* What you are asked to do *
Exactly the lines from the one containing "Objective — one point per instance of the wooden bench" through the final line of the listing are to be retyped, and nothing more.

* Source data *
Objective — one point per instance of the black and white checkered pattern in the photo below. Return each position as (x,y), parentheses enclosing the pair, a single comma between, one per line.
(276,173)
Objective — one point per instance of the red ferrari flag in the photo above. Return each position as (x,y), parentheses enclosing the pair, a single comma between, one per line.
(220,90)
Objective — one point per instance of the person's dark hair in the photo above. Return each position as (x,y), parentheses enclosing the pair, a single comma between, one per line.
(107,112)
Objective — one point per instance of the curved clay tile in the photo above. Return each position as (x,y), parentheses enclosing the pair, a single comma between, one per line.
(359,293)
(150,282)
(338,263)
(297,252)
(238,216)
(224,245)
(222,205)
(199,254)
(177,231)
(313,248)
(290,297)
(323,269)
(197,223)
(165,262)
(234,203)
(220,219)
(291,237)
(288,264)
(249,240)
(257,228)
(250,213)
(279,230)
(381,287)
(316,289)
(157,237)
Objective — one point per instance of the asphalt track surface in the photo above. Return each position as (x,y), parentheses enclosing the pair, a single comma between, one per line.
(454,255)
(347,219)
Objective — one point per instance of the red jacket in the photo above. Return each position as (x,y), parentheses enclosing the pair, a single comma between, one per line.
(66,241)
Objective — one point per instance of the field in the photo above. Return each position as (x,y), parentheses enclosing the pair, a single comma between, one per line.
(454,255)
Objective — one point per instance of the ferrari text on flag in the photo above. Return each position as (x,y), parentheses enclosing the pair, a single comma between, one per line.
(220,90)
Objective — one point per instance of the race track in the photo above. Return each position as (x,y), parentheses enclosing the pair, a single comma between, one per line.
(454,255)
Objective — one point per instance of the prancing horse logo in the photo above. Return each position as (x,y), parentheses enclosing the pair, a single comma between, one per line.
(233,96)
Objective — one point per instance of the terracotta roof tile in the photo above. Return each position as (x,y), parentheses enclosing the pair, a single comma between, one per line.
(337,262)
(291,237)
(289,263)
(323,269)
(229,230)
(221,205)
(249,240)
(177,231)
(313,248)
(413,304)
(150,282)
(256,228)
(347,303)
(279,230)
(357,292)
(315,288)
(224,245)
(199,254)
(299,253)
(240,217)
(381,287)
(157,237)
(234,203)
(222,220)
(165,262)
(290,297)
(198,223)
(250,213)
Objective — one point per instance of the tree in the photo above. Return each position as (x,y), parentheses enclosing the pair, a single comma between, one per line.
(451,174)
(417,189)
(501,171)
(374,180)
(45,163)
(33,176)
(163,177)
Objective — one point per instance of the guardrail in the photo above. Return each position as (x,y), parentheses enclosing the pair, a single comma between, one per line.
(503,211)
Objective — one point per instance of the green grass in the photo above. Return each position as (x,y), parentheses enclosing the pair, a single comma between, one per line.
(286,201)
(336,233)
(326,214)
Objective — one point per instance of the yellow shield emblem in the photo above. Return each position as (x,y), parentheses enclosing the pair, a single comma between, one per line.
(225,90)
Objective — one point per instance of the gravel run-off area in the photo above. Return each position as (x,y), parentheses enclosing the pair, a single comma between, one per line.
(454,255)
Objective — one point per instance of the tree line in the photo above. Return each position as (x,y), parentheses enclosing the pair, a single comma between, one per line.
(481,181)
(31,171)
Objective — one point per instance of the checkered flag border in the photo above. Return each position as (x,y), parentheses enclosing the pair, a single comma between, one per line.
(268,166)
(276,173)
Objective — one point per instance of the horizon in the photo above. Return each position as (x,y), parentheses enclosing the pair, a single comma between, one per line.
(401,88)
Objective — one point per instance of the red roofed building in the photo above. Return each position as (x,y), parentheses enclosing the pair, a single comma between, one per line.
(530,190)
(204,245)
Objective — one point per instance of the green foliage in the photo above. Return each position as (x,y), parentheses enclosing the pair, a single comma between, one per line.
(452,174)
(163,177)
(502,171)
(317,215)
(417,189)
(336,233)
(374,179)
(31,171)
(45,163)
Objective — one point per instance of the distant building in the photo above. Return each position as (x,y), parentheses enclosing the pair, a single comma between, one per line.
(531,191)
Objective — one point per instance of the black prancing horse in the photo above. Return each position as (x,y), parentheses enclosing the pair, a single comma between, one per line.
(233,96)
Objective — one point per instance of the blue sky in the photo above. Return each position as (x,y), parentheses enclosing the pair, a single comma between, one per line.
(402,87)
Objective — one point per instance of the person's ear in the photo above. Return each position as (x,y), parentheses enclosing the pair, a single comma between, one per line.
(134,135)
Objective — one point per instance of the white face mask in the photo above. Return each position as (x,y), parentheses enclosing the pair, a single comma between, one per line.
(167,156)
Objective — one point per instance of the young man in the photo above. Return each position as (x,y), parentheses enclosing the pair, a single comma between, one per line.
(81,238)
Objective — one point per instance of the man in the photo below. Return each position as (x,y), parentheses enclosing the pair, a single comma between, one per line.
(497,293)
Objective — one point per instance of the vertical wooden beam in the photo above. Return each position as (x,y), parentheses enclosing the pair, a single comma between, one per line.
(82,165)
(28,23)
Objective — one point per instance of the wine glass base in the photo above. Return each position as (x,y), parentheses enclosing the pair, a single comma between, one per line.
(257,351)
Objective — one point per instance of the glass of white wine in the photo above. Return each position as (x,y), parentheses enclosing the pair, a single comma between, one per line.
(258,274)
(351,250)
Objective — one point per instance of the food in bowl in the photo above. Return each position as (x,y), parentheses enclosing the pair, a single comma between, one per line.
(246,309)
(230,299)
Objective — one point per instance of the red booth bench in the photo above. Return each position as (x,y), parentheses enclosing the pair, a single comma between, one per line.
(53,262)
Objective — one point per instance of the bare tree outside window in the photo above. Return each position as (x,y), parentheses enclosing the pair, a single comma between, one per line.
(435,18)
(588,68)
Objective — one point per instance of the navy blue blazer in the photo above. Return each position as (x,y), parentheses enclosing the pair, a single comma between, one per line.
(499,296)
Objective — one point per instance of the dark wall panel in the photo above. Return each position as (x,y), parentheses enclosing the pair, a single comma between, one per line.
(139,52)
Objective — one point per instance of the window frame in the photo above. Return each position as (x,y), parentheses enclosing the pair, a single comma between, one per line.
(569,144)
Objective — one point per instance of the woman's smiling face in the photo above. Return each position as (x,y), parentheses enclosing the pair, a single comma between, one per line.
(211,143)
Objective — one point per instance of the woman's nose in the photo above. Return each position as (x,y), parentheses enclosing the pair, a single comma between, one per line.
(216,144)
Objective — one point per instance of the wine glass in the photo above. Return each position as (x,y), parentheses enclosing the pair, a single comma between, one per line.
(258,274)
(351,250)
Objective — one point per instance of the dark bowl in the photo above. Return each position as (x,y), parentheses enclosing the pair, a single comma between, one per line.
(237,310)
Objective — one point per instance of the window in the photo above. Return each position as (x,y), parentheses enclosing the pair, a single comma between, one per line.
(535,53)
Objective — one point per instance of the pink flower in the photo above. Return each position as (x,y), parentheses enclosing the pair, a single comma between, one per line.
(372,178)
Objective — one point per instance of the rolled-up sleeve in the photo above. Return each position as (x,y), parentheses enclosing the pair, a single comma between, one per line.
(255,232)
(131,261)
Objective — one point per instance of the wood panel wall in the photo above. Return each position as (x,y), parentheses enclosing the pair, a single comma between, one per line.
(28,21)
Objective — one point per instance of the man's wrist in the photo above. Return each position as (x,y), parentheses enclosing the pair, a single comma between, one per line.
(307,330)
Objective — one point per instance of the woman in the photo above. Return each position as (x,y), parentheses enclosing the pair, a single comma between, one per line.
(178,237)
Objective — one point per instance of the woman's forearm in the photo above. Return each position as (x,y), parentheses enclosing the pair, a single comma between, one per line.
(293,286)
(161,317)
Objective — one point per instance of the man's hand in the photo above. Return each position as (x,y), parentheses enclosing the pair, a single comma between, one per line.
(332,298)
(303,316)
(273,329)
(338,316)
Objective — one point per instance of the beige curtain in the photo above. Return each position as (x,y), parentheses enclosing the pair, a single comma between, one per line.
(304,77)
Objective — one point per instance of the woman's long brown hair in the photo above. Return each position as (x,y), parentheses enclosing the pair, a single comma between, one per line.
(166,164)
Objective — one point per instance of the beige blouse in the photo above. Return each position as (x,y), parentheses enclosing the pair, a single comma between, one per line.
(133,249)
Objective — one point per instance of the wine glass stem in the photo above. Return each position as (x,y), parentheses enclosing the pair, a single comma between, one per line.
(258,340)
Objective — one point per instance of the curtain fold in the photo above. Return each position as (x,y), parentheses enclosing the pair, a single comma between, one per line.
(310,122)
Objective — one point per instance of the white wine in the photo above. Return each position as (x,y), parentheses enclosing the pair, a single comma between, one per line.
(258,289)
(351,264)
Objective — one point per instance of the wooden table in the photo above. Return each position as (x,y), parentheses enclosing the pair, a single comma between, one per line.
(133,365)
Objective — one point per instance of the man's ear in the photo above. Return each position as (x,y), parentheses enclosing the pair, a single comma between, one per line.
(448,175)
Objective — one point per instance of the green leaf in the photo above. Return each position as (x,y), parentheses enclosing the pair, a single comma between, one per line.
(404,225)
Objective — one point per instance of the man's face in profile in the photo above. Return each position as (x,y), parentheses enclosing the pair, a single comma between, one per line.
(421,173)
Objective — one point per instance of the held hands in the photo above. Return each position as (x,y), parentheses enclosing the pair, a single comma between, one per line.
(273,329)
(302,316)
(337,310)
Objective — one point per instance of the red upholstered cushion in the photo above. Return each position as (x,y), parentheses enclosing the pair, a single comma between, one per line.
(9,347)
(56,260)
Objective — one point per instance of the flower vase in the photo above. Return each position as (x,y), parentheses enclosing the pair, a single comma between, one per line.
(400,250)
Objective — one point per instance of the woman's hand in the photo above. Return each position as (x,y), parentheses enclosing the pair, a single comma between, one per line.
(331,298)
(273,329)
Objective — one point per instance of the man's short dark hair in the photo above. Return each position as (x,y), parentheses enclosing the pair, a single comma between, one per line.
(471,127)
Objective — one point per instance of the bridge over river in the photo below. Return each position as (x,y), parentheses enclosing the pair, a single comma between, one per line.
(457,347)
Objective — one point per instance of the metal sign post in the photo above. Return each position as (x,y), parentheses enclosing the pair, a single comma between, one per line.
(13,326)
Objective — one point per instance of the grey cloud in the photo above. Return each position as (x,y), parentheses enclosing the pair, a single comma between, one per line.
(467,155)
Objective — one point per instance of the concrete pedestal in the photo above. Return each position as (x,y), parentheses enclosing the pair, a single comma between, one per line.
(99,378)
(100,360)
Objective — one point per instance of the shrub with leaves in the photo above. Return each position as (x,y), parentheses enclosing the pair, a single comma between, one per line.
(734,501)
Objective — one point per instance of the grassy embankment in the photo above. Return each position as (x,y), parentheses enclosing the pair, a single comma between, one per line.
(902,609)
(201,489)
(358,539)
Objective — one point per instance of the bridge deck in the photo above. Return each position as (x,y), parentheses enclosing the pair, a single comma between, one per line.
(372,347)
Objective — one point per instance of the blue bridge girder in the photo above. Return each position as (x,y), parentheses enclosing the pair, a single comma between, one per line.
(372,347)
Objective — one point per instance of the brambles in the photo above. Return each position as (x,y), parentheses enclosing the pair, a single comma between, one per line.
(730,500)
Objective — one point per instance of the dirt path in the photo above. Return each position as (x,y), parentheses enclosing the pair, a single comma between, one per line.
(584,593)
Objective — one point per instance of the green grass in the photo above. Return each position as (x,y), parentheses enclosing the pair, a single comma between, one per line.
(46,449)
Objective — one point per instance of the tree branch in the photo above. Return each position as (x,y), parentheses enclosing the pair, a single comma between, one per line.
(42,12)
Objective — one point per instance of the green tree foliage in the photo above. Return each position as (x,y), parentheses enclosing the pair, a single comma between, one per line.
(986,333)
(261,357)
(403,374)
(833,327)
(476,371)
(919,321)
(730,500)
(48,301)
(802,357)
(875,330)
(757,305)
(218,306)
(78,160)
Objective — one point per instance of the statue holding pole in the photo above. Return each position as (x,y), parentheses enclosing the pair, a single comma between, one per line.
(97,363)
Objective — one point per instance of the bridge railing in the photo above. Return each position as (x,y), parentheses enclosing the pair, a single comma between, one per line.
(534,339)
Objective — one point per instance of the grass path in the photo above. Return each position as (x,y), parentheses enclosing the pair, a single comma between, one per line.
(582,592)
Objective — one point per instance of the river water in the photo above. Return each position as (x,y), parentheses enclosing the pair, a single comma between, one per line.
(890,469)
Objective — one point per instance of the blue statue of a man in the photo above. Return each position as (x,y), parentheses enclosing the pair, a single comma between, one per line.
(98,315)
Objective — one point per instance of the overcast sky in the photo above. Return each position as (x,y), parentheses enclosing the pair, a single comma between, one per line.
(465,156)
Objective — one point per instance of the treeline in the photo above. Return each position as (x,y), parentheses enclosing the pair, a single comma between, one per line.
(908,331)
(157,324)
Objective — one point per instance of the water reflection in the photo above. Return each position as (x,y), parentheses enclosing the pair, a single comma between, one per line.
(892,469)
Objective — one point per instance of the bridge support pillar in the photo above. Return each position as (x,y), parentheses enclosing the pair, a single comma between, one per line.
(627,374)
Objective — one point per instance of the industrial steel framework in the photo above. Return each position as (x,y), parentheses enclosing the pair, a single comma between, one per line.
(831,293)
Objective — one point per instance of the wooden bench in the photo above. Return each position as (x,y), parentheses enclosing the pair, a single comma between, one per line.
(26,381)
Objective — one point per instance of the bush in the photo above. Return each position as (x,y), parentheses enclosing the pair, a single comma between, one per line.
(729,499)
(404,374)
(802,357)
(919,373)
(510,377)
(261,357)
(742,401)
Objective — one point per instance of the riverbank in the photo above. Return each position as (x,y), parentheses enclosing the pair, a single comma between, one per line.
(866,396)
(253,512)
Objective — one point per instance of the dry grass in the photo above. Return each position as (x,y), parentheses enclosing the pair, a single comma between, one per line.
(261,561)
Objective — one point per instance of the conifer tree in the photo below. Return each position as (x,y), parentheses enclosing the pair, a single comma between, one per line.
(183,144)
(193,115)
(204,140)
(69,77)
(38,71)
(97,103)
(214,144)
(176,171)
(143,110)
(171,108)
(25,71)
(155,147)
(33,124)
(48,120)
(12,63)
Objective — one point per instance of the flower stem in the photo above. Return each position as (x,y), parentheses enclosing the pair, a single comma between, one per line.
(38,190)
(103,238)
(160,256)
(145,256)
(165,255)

* Output of the task *
Objective — one point per instance of the wooden bench in the photo above. Return each position as (x,y), parentheses enclosing the pair, a single comma between, one per line.
(26,381)
Objective — one point per instance of the bush in the photo above. Return each position as (x,y), parentheses enclosing the pair, a single comma between, one per line.
(729,499)
(404,374)
(802,357)
(919,373)
(510,377)
(261,357)
(742,401)
Objective — one point per instance of the riverbank in the photo above. Return each position as (x,y), parentheses enclosing the pair, a single comma between, one per line.
(866,396)
(253,512)
Objective — one point per instance of the dry grass in the photo above. Return each position as (x,y), parentheses enclosing the pair, a single comma between, one per line.
(261,561)
Objective — one point per instance of the conifer tree in the photo below. Return each position as (x,y), parentheses enclosing the pair, a single comma between, one per line.
(183,144)
(193,115)
(204,140)
(69,77)
(38,71)
(97,103)
(214,144)
(176,171)
(143,110)
(171,108)
(25,71)
(155,147)
(33,124)
(48,120)
(12,63)
Objective — one point per instance of the flower stem in the photo above. Return each position as (x,y), parentheses enclosing the pair, a single comma between, one per line.
(38,190)
(103,238)
(160,256)
(145,256)
(165,255)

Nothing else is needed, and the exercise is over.